YOUR OBJECTIVE:
Write out the listing below exactly, beginning at its first line and ending with the line that contains "positive clicks: (201, 297)".

______________________________

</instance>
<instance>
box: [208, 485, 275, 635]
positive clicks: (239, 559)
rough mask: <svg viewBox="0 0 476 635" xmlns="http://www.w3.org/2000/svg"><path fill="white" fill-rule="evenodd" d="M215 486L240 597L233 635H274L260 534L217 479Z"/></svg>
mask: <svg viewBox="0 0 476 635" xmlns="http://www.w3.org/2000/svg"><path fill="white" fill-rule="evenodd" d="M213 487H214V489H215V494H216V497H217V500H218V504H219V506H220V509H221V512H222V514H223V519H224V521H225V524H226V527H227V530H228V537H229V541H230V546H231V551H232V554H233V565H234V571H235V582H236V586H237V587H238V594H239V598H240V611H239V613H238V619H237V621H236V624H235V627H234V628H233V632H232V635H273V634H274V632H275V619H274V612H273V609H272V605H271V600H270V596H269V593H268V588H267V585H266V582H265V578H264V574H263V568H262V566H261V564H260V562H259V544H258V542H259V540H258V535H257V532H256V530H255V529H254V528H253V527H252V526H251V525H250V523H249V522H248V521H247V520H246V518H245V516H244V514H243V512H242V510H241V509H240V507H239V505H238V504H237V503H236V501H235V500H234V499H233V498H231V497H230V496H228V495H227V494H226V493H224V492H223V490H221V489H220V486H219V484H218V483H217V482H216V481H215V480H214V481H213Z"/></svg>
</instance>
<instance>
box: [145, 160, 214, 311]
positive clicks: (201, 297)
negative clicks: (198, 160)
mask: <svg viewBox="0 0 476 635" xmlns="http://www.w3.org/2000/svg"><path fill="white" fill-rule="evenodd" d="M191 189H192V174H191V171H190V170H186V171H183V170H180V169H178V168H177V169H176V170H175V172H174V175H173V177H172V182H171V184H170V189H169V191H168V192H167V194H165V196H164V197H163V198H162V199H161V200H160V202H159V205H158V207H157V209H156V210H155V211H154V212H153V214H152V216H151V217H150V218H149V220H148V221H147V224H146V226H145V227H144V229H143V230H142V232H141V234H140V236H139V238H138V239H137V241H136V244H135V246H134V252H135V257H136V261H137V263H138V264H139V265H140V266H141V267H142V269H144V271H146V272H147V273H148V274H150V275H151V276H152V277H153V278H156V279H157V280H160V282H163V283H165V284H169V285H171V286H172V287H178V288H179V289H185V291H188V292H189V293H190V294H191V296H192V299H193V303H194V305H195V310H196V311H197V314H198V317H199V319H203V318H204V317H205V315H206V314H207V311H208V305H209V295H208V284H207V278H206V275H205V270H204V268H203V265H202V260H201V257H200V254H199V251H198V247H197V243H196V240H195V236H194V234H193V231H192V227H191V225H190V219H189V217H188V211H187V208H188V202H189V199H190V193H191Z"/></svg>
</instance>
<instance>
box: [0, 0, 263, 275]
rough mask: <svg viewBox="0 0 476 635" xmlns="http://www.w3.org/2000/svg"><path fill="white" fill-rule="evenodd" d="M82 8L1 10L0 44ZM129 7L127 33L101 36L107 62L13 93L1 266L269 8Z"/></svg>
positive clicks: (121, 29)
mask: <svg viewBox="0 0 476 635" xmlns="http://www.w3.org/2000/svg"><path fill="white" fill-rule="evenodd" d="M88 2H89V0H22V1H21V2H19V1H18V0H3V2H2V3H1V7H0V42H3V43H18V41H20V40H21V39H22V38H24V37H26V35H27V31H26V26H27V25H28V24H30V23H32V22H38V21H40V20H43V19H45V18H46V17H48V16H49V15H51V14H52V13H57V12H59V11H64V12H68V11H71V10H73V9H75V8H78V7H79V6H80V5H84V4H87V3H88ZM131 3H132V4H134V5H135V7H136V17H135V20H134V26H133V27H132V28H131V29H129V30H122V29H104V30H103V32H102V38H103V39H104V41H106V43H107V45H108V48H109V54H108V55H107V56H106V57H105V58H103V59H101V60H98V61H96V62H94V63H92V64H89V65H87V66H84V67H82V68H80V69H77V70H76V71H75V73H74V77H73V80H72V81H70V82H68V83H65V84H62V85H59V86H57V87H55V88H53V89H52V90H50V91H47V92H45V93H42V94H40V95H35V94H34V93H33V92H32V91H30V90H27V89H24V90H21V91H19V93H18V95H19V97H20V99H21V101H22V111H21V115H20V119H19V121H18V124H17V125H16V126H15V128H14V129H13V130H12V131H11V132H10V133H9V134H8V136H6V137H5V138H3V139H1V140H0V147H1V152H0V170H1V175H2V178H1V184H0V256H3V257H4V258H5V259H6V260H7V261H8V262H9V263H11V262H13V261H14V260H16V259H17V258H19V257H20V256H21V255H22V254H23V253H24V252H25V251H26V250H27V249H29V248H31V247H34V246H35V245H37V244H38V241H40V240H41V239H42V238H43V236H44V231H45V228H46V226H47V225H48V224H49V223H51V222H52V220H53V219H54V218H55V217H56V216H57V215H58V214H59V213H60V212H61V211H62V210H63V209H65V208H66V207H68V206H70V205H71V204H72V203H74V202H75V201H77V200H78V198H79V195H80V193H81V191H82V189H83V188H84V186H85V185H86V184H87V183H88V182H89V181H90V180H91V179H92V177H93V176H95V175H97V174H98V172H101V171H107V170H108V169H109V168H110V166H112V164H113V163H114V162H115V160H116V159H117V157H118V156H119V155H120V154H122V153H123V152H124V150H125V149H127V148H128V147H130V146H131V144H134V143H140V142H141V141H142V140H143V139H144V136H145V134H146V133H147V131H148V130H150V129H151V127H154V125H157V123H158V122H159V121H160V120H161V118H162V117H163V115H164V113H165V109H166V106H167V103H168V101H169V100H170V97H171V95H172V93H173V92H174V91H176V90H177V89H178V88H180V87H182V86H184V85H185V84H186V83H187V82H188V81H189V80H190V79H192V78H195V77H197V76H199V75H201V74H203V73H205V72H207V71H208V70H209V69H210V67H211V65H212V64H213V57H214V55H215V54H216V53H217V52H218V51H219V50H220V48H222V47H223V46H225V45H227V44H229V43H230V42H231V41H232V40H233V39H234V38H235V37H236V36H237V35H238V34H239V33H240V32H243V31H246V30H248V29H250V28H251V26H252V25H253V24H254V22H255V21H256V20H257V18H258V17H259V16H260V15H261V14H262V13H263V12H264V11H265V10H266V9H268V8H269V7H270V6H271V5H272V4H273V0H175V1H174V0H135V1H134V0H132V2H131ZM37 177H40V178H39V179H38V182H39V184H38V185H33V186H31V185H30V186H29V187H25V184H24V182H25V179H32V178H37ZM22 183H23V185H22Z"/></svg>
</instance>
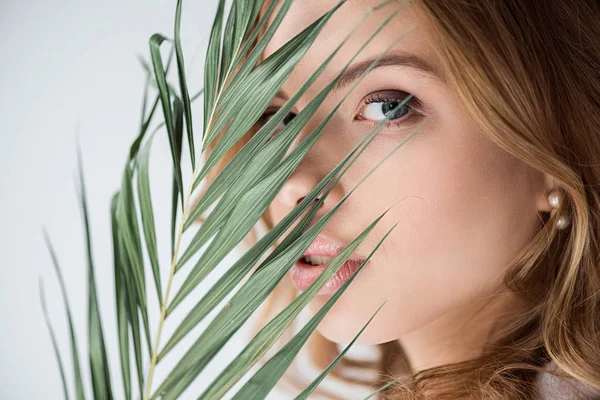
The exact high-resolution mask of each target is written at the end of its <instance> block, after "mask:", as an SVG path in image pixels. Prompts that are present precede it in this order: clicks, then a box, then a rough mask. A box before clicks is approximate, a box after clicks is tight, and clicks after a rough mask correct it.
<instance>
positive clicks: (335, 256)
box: [301, 235, 361, 260]
mask: <svg viewBox="0 0 600 400" xmlns="http://www.w3.org/2000/svg"><path fill="white" fill-rule="evenodd" d="M342 250H344V247H343V246H341V245H340V244H338V243H337V242H335V241H333V240H330V239H327V238H325V237H324V236H322V235H318V236H317V237H316V239H315V240H314V241H313V242H312V243H311V244H310V246H308V248H307V249H306V251H305V252H304V254H302V257H306V256H323V257H336V256H337V255H338V254H340V253H341V252H342ZM353 256H354V254H353V255H351V256H350V257H349V258H348V260H361V258H360V257H353ZM302 257H301V258H302Z"/></svg>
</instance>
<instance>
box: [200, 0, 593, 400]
mask: <svg viewBox="0 0 600 400" xmlns="http://www.w3.org/2000/svg"><path fill="white" fill-rule="evenodd" d="M266 3H268V1H267V2H266ZM412 3H414V5H415V6H417V7H416V8H417V10H418V12H419V13H421V15H422V16H423V17H424V20H425V21H426V24H427V28H428V29H429V31H430V32H431V34H432V35H433V39H434V46H435V51H436V52H437V55H438V56H439V59H440V61H441V63H442V65H443V68H444V71H445V75H446V77H447V80H448V84H449V85H451V87H452V88H453V89H454V90H455V91H456V93H458V96H459V97H460V100H461V101H462V102H463V103H464V105H465V106H466V109H467V110H468V112H469V113H470V114H471V115H472V117H473V118H474V119H475V121H477V123H478V124H479V126H480V128H481V130H482V132H483V133H484V134H485V135H487V137H489V139H490V140H492V141H494V142H495V143H496V144H497V145H498V146H500V147H501V148H503V149H504V150H506V151H507V152H508V153H510V154H512V155H514V156H515V157H517V158H519V159H521V160H523V161H524V162H526V163H528V164H529V165H531V166H533V167H534V168H537V169H538V170H541V171H544V172H547V173H549V174H551V175H552V176H553V177H554V178H555V181H556V184H557V185H558V186H559V187H560V188H561V189H562V190H563V191H564V194H565V200H566V201H564V202H563V205H561V209H560V210H556V212H554V211H553V212H552V213H541V214H540V219H541V221H542V222H543V224H542V225H541V229H540V230H539V231H538V232H537V234H536V236H535V237H534V238H533V239H532V241H531V242H530V243H529V244H528V245H527V246H526V247H525V248H524V249H523V250H522V251H521V253H520V254H519V255H518V256H517V257H516V259H515V260H514V262H513V263H512V264H511V266H510V268H509V269H508V273H507V274H506V276H505V279H504V282H505V284H506V286H507V287H509V288H510V289H511V290H513V291H514V292H516V293H518V294H519V296H520V297H521V299H522V300H523V301H525V302H527V304H528V305H529V307H527V311H526V312H525V313H522V314H514V315H512V314H508V315H501V316H500V317H499V318H498V321H497V323H496V325H495V329H493V330H492V333H491V334H490V336H489V338H488V341H487V346H486V347H485V349H484V351H483V353H482V354H481V356H479V357H477V358H475V359H472V360H469V361H465V362H461V363H456V364H452V365H444V366H440V367H436V368H431V369H427V370H423V371H419V372H418V373H414V374H413V373H412V372H411V371H410V367H409V366H408V363H407V360H406V357H405V355H404V352H403V351H402V348H401V347H400V345H399V344H398V342H397V341H393V342H389V343H383V344H379V345H377V348H378V349H379V350H380V352H379V354H380V356H379V359H378V360H377V361H375V362H368V361H364V360H359V359H352V358H349V357H345V358H344V359H342V361H341V362H340V364H338V366H337V367H336V368H335V369H334V370H333V371H332V372H331V373H330V375H333V376H335V377H337V378H340V379H343V380H345V381H348V382H351V383H352V384H354V385H356V384H361V385H367V386H368V387H372V388H377V387H380V386H381V385H383V384H384V383H385V382H387V381H389V380H390V379H394V378H396V377H398V376H399V375H403V376H404V377H405V378H404V379H403V380H400V381H399V382H398V383H397V384H395V385H393V386H391V387H390V388H389V389H388V390H386V391H384V392H382V394H381V395H382V396H383V398H385V399H395V400H396V399H429V398H435V399H453V400H455V399H459V398H464V397H467V398H478V399H479V398H480V399H484V398H485V399H498V400H500V399H502V400H506V399H535V398H537V397H538V396H539V393H538V392H537V389H536V386H535V385H534V384H533V382H534V378H535V376H536V374H537V373H538V372H544V371H547V370H546V369H544V365H546V364H547V363H548V362H550V361H554V362H555V363H556V365H557V366H558V367H559V368H560V369H562V371H563V373H562V375H561V376H564V377H571V378H575V379H576V380H577V381H579V382H582V383H584V384H586V385H590V386H592V387H595V388H599V389H600V189H599V186H598V185H600V45H599V42H598V41H599V40H600V2H599V1H598V0H575V1H571V2H565V1H564V0H545V1H534V0H502V1H489V0H461V1H457V0H456V1H452V0H413V1H412ZM254 133H256V129H254V128H253V129H252V130H251V131H250V132H248V133H247V134H246V135H245V136H244V137H243V138H242V139H241V140H240V141H239V142H238V143H237V144H236V145H235V146H234V147H233V148H232V149H231V150H230V151H229V152H228V153H227V154H226V155H225V156H224V157H223V159H222V160H221V161H220V163H219V164H218V165H217V166H216V167H215V168H214V170H213V171H212V172H211V174H210V175H209V176H208V177H207V183H209V184H210V183H211V182H212V181H213V180H214V178H215V177H216V176H217V175H218V174H219V173H220V171H221V170H222V168H223V167H224V166H225V165H226V164H227V163H228V162H229V160H231V159H232V158H233V156H234V155H235V154H236V153H237V151H239V150H240V149H241V148H242V147H243V146H244V145H245V144H246V142H247V141H248V140H249V138H250V137H251V136H252V135H253V134H254ZM216 142H217V141H216V140H215V141H213V142H212V143H211V144H209V145H208V147H207V149H206V150H207V152H206V153H205V154H206V156H208V155H209V154H210V151H212V149H213V148H214V145H215V143H216ZM207 186H208V185H206V186H204V187H207ZM200 195H201V194H200ZM563 213H567V215H569V216H570V218H571V224H570V225H569V226H568V227H567V229H564V230H558V229H557V228H556V226H555V222H556V219H557V217H558V216H559V215H561V214H563ZM199 220H200V221H203V217H200V219H199ZM261 220H262V222H263V223H264V226H265V227H266V228H267V229H271V228H272V227H273V226H274V225H273V222H272V221H270V220H269V218H268V213H265V214H264V215H263V217H262V219H261ZM257 239H258V231H257V230H256V229H254V230H253V231H251V232H250V233H249V234H248V236H247V237H246V238H245V239H244V242H245V244H247V245H248V246H252V245H253V244H254V243H256V241H257ZM296 295H297V291H296V289H295V288H294V286H293V285H292V284H291V281H290V279H289V277H287V276H286V277H284V278H283V279H282V280H281V281H280V283H279V284H278V286H277V287H276V288H275V290H274V291H273V293H272V294H271V296H270V297H269V299H267V302H266V304H265V308H264V309H263V313H262V316H261V318H260V319H259V321H258V323H259V324H258V325H259V326H258V327H262V326H263V325H264V324H265V323H266V322H267V321H268V319H270V317H272V316H273V315H274V313H276V312H277V311H279V310H281V309H282V308H283V307H285V306H286V305H287V304H289V302H291V301H292V300H293V299H294V298H295V297H296ZM294 329H295V328H294V326H293V325H292V326H291V327H290V328H289V329H288V335H287V336H285V337H282V339H281V340H280V344H283V343H284V342H285V341H286V340H287V339H289V337H290V334H291V333H290V332H293V331H294ZM307 345H308V347H307V349H306V351H307V352H308V354H309V355H310V357H311V360H312V362H314V364H315V365H316V366H317V367H319V368H325V367H326V366H327V364H328V363H329V362H330V361H332V360H333V359H334V358H335V357H336V356H337V355H338V354H339V350H338V347H337V345H336V343H333V342H331V341H329V340H327V339H326V338H324V337H323V336H322V335H320V334H319V333H318V332H317V331H315V333H314V334H313V335H312V337H311V338H310V340H309V342H308V344H307ZM303 350H304V349H303ZM349 368H359V369H363V370H371V371H376V372H377V374H376V375H377V378H376V379H374V380H371V381H365V382H362V381H361V382H356V379H355V378H353V376H354V375H352V376H351V375H348V374H347V371H348V369H349ZM549 372H550V373H551V371H549ZM287 378H288V379H289V380H290V381H292V382H294V383H295V385H296V386H297V387H299V388H301V387H303V386H302V385H306V382H303V381H302V380H301V379H300V378H299V376H295V374H294V373H292V372H290V371H288V373H287ZM322 392H323V391H322ZM323 393H326V392H323ZM328 396H329V397H331V398H339V397H336V396H335V395H334V394H333V393H328Z"/></svg>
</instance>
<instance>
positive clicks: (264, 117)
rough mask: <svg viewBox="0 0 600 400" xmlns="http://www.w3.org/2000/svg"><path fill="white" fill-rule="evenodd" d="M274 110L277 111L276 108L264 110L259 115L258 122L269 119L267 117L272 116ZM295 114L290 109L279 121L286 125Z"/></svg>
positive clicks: (294, 115)
mask: <svg viewBox="0 0 600 400" xmlns="http://www.w3.org/2000/svg"><path fill="white" fill-rule="evenodd" d="M276 112H277V110H273V111H267V112H265V113H264V114H263V115H261V117H260V119H259V120H258V122H260V123H261V124H266V123H267V121H268V120H269V118H270V117H272V116H273V115H275V113H276ZM295 116H296V114H295V113H293V112H291V111H290V112H288V113H287V114H286V116H285V117H283V120H282V121H281V123H283V125H287V124H289V123H290V121H291V120H293V119H294V117H295Z"/></svg>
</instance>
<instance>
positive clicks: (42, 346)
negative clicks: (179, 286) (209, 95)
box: [0, 0, 240, 400]
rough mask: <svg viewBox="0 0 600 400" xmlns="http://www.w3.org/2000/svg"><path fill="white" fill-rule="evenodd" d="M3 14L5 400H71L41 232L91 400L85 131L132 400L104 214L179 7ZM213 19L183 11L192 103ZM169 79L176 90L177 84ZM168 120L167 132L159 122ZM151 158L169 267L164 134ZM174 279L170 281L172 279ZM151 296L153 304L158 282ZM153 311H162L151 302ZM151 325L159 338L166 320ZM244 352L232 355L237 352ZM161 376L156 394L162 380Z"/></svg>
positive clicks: (197, 119) (131, 4)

______________________________

OUTPUT FOR THIS TASK:
</instance>
<instance>
box: [208, 485, 275, 635]
positive clicks: (239, 559)
rough mask: <svg viewBox="0 0 476 635" xmlns="http://www.w3.org/2000/svg"><path fill="white" fill-rule="evenodd" d="M215 486L240 597L233 635H274L260 534L217 479Z"/></svg>
mask: <svg viewBox="0 0 476 635" xmlns="http://www.w3.org/2000/svg"><path fill="white" fill-rule="evenodd" d="M213 487H214V489H215V494H216V497H217V500H218V504H219V506H220V509H221V512H222V514H223V519H224V521H225V524H226V527H227V530H228V537H229V541H230V546H231V551H232V554H233V565H234V571H235V582H236V586H237V587H238V594H239V598H240V611H239V613H238V619H237V621H236V624H235V627H234V628H233V632H232V635H273V634H274V632H275V619H274V612H273V609H272V605H271V600H270V596H269V593H268V588H267V585H266V582H265V578H264V574H263V568H262V566H261V564H260V562H259V544H258V542H259V540H258V535H257V532H256V530H255V529H254V528H253V527H252V526H251V525H250V523H249V522H248V521H247V520H246V518H245V516H244V514H243V512H242V510H241V509H240V507H239V505H238V504H237V503H236V501H235V500H234V499H233V498H231V497H230V496H228V495H227V494H226V493H224V492H223V490H221V489H220V486H219V484H218V483H217V482H216V481H215V480H214V481H213Z"/></svg>
</instance>
<instance>
box: [145, 160, 214, 311]
positive clicks: (201, 297)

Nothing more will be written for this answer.